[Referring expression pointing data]

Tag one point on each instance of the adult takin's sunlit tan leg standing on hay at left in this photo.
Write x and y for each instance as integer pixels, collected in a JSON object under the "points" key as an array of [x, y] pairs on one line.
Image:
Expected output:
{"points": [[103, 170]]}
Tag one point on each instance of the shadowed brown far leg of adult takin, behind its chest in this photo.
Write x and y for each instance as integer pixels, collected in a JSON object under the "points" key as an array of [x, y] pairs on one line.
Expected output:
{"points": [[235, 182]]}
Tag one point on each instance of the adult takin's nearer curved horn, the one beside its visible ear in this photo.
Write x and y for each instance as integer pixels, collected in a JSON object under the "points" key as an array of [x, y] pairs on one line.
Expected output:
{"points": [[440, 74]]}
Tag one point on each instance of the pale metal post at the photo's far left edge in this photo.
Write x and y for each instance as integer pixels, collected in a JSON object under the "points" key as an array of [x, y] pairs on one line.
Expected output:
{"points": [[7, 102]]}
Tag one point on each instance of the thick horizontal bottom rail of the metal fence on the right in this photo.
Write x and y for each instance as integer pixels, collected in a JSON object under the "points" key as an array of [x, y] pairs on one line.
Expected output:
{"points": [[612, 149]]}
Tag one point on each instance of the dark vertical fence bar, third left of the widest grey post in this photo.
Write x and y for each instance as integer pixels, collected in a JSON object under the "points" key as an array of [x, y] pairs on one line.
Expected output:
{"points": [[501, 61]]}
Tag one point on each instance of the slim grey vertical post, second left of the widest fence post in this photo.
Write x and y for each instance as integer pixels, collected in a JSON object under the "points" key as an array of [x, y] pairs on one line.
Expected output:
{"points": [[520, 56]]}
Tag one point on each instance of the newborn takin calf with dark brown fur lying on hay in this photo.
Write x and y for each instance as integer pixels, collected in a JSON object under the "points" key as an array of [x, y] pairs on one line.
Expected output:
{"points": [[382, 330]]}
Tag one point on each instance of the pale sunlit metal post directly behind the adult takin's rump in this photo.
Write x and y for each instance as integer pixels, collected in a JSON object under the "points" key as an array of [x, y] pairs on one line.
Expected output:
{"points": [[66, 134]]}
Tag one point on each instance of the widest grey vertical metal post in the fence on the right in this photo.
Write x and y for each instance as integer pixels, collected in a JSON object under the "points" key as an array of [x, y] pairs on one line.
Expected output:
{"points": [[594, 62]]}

● **Your task**
For each entry above, write out an exact copy.

● **Task output**
Tag one point on each instance of the adult takin's sunlit tan leg standing on hay at left in this photo.
Write x and y for each instance as integer pixels, collected in a JSON object under the "points" key as an array of [x, y] pairs on one line.
Image:
Expected output:
{"points": [[103, 170]]}
Tag one point on each instance of the shadowed brown far leg of adult takin, behind its chest in this photo.
Write x and y for each instance as integer pixels, collected in a JSON object under the "points" key as an array of [x, y] pairs on one line.
Expected output:
{"points": [[235, 182]]}
Tag one point on each instance of the adult takin's nearer curved horn, the one beside its visible ear in this photo.
Write x and y for each instance as integer pixels, collected in a JSON object under the "points" key as an array of [x, y] pairs on one line.
Expected output:
{"points": [[440, 74]]}
Tag one point on each instance of the pale metal post at the photo's far left edge in this photo.
Write x and y for each instance as integer pixels, collected in a JSON object under the "points" key as an array of [x, y] pairs on one line.
Expected output:
{"points": [[7, 102]]}
Tag one point on each instance of the thick horizontal bottom rail of the metal fence on the right in this photo.
Write x and y for each instance as integer pixels, collected in a JSON object under the "points" key as an array of [x, y] pairs on one line.
Expected output:
{"points": [[612, 149]]}
Tag one point on each instance of the dark vertical fence bar, third left of the widest grey post in this photo.
Write x and y for each instance as integer pixels, collected in a JSON object under the "points" key as an array of [x, y] pairs on one line.
Expected output:
{"points": [[501, 61]]}
Tag one point on each instance of the slim grey vertical post, second left of the widest fence post in this photo.
Write x and y for each instance as integer pixels, collected in a JSON object under the "points" key as an array of [x, y] pairs on one line.
Expected output:
{"points": [[520, 56]]}
Tag one point on each instance of the newborn takin calf with dark brown fur lying on hay in this photo.
Write x and y for each instance as integer pixels, collected in a JSON object under the "points" key as an array of [x, y] pairs on one line.
Expected output:
{"points": [[382, 330]]}
Tag one point on each instance of the pale sunlit metal post directly behind the adult takin's rump in this photo.
Write x and y for each instance as integer pixels, collected in a JSON object under the "points" key as an array of [x, y] pairs on one line.
Expected output:
{"points": [[66, 134]]}
Tag one point on each instance of the widest grey vertical metal post in the fence on the right in this photo.
Write x and y for each instance as integer pixels, collected in a JSON object under the "points" key as an array of [x, y] pairs on one line.
Expected output:
{"points": [[594, 62]]}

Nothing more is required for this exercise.